# TASK REQUIREMENTS
Write the records below as a JSON list of strings, with one string per line and no entries for blank lines. Include every record.

Rows from an object pointing dataset
________________

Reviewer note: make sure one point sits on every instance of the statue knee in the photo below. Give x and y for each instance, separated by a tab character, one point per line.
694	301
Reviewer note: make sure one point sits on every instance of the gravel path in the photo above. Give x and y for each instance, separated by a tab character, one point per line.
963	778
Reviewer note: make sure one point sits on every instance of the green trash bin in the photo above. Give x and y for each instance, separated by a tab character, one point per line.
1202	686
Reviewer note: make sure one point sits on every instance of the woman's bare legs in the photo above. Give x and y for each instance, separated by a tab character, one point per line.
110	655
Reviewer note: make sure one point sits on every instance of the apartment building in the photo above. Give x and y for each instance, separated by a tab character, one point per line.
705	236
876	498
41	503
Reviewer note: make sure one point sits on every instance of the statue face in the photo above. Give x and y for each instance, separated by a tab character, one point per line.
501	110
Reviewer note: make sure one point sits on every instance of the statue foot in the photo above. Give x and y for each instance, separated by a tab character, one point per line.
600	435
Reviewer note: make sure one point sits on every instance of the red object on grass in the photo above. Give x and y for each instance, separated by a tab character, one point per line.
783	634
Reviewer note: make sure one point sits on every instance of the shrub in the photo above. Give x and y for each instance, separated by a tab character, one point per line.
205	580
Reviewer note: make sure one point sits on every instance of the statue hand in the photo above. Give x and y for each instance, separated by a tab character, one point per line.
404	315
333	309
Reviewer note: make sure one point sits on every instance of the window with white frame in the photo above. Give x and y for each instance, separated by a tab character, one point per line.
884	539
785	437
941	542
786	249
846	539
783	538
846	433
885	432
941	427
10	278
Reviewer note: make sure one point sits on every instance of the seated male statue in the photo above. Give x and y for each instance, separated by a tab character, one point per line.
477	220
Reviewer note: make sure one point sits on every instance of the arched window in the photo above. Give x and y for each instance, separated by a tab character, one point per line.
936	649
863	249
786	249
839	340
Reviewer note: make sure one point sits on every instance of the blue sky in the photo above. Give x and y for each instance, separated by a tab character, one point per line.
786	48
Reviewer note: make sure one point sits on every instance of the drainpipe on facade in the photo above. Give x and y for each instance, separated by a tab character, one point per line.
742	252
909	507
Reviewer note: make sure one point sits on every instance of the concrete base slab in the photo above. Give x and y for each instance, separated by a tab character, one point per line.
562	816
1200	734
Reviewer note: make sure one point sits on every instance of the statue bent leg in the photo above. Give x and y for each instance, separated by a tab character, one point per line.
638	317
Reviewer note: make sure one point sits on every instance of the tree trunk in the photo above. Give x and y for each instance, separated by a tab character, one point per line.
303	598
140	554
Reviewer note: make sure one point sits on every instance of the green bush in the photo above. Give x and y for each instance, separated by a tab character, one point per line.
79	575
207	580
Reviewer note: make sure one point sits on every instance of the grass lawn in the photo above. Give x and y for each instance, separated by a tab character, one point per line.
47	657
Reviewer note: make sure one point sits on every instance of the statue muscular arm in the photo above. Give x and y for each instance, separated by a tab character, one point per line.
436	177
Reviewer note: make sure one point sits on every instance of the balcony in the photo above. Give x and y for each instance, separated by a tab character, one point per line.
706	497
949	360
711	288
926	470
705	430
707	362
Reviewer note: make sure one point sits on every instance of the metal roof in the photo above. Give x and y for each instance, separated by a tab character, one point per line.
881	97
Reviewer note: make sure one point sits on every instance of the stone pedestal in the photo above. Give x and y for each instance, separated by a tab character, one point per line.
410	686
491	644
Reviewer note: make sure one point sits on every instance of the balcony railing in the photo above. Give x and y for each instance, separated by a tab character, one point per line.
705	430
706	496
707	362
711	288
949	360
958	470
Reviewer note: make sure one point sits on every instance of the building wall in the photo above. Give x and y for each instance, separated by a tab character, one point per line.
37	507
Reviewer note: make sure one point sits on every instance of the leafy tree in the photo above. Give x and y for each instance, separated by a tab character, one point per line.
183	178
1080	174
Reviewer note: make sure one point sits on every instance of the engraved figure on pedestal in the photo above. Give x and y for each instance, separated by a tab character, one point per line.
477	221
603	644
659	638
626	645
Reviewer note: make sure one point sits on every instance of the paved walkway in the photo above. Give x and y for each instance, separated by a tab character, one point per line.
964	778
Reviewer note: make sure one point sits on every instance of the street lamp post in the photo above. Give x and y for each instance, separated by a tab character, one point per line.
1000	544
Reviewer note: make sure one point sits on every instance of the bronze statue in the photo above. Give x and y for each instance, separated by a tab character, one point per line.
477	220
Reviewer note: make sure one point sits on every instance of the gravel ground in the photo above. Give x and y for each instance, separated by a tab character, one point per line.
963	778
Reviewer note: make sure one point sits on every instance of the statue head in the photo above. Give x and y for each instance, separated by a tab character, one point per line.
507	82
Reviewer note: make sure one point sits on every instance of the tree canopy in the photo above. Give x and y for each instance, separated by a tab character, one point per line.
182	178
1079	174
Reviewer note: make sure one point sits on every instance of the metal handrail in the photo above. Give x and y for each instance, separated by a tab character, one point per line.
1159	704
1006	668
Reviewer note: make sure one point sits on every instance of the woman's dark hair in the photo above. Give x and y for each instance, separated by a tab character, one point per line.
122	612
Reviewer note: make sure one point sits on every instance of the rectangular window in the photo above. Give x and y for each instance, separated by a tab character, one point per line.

________________

# EXERCISE OUTPUT
[
  "Reviewer note: make sure one point sits on every instance of the statue knee in the photo below. Give x and y for each instance, separated by a tab character, one point per line.",
  "694\t301",
  "Reviewer note: make sure one point sits on every instance of the gravel path in the photo above. Give x and y for each instance, separated by a tab character, one point per line.",
  "963\t778",
  "Reviewer note: make sure one point sits on every instance of the green trash bin in the photo above. Give x and y for each instance, separated by a tab character, one point per line.",
  "1202\t686",
  "Reviewer note: make sure one point sits on every instance of the woman's bare legs in the photo above. Give x and y for each instance, separated by a tab character, one point per line.",
  "110\t655",
  "Reviewer note: make sure one point sits on every instance of the apartment building in the photo above. Give x and y for each instance, separated by a tab character, one point per line.",
  "705\t236",
  "876\t498",
  "41\t503",
  "Reviewer note: make sure one point sits on every instance of the statue face in the photo above. Give x and y for each instance, separated by a tab character, one point per line.",
  "501\t110",
  "Reviewer note: make sure one point sits on every instance of the statue foot in the photo above. Give x and y for each instance, separated by a tab character, one point per line.",
  "600\t435",
  "Reviewer note: make sure one point sits on every instance of the red object on grass in the photo above. Give x and y for each instance, separated by a tab character, one point per line.",
  "783\t634",
  "Reviewer note: make sure one point sits on every instance of the shrub in the photo above. Give x and y for each instance, separated by a tab character, one point per line.",
  "205\t580",
  "Reviewer note: make sure one point sits on every instance of the statue hand in the photo above. Give x and y for each instance, separated by a tab character, one point per line.",
  "404\t315",
  "333\t309",
  "Reviewer note: make sure one point sits on every instance of the window with white frame in the photo above. Give x and y for each instance, separated by a tab character, one point per line.",
  "884\t539",
  "785\t437",
  "941\t542",
  "786\t249",
  "846\t539",
  "783\t538",
  "846\t433",
  "885\t432",
  "941\t427",
  "10\t278",
  "Reviewer note: make sure one point sits on every instance of the seated male statue in the photo above. Give x and y for each instance, separated by a tab character, one point per line.",
  "477\t220",
  "Reviewer note: make sure one point sits on every instance of the arched window in the photo above. Give x and y for each instance, separated by a tab character, one point per line.",
  "936\t649",
  "863\t249",
  "786\t249",
  "839\t340",
  "Reviewer note: make sure one point sits on every instance of the blue sky in the photo above. Give x and y for each instance, separated by a tab character, one point per line.",
  "786\t48",
  "Reviewer note: make sure one point sits on every instance of the drainpipe on facade in the photo above. Give x and y for each instance, separated by a tab character, one point per line.",
  "742\t252",
  "909\t507",
  "Reviewer note: make sure one point sits on every instance of the concrete base slab in the photo above. Give x and y for each instance, separated by a tab character, one point per line.",
  "562\t816",
  "1200\t734",
  "Reviewer note: make sure one point sits on every instance of the statue bent leg in the photo above. Give x and y for each instance, separated by a tab character, one point per line.",
  "638\t317",
  "Reviewer note: make sure one point sits on every instance of the tree trunk in the photo above. Give x and y for each instance, separated by a tab character, one point per line.",
  "303\t598",
  "140\t554",
  "Reviewer note: make sure one point sits on every instance of the green bush in the photo above. Give x and y for each instance, separated by a tab character, one point per line.",
  "79\t575",
  "207\t580",
  "Reviewer note: make sure one point sits on every instance of the grass lawn in the photo above. Give x and y for each instance, separated by a tab character, one point per line.",
  "47\t657",
  "Reviewer note: make sure one point sits on every instance of the statue muscular arm in the photo above. Give x and y for each instance, separated by a tab character, one point per line.",
  "436\t177",
  "Reviewer note: make sure one point sits on every instance of the balcony in the photo above. Give x and y for each instance, separated by a tab character, one point per line.",
  "706\t497",
  "949\t360",
  "711\t288",
  "926\t470",
  "705\t430",
  "707\t362",
  "Reviewer note: make sure one point sits on every instance of the metal roof in the photo above. Give x and y for each instance, separated by a tab character, one point per line.",
  "881\t97",
  "Reviewer note: make sure one point sits on every instance of the stone pedestal in the photo above. Give x and y for each instance, separated by a tab character, one point per line.",
  "410\t686",
  "491\t644",
  "Reviewer note: make sure one point sits on every instance of the balcony railing in the photo above. Give x and y for each instance, separated by a tab character, one point per line.",
  "705\t430",
  "706\t496",
  "707\t362",
  "711\t288",
  "949\t360",
  "958\t470",
  "Reviewer note: make sure one point sits on every instance of the building wall in the photo above. Give x and y for each instance, separated by a tab character, one point per line.",
  "37\t507",
  "Reviewer note: make sure one point sits on every instance of the leafy tree in the photo above. Give x and y for each instance, separated by a tab character, one point per line.",
  "183\t178",
  "1080\t174",
  "Reviewer note: make sure one point sits on every instance of the engraved figure on pedestal in the photo above. Give x and y for each instance, separated by a tab character, one point per line.",
  "477\t221",
  "603\t644",
  "659\t638",
  "626\t645",
  "Reviewer note: make sure one point sits on every instance of the paved walkway in the photo above. Give x and y for each instance, separated by a tab character, one point per line.",
  "964\t778",
  "Reviewer note: make sure one point sits on every instance of the street lamp post in the photo above. Give x and y for each instance, separated by a tab character, one point per line.",
  "1000\t544",
  "Reviewer note: make sure one point sits on every instance of the bronze statue in the photo above. Give x and y for each instance, separated by a tab character, one point per line.",
  "477\t220",
  "Reviewer note: make sure one point sits on every instance of the gravel ground in the photo above. Give x and y for each instance, separated by a tab character, one point per line.",
  "963\t778",
  "Reviewer note: make sure one point sits on every instance of the statue head in the photo above. Give x and y for each instance, separated by a tab character, one point per line.",
  "507\t82",
  "Reviewer note: make sure one point sits on every instance of the tree canopy in the photo above. Give x and y for each instance, separated by a tab character, one point per line.",
  "182\t178",
  "1079\t174",
  "Reviewer note: make sure one point sits on every instance of the metal handrail in the photo above. Give x and y for each instance, separated by a tab character, one point per line.",
  "1159\t704",
  "1006\t668",
  "Reviewer note: make sure one point sits on every instance of the woman's dark hair in the photo above. Give x and y for each instance, separated by a tab character, one point per line.",
  "122\t612",
  "Reviewer note: make sure one point sits on every instance of the rectangular window in the photo above. Give x and y for each instance, separated by a tab character, one point per line."
]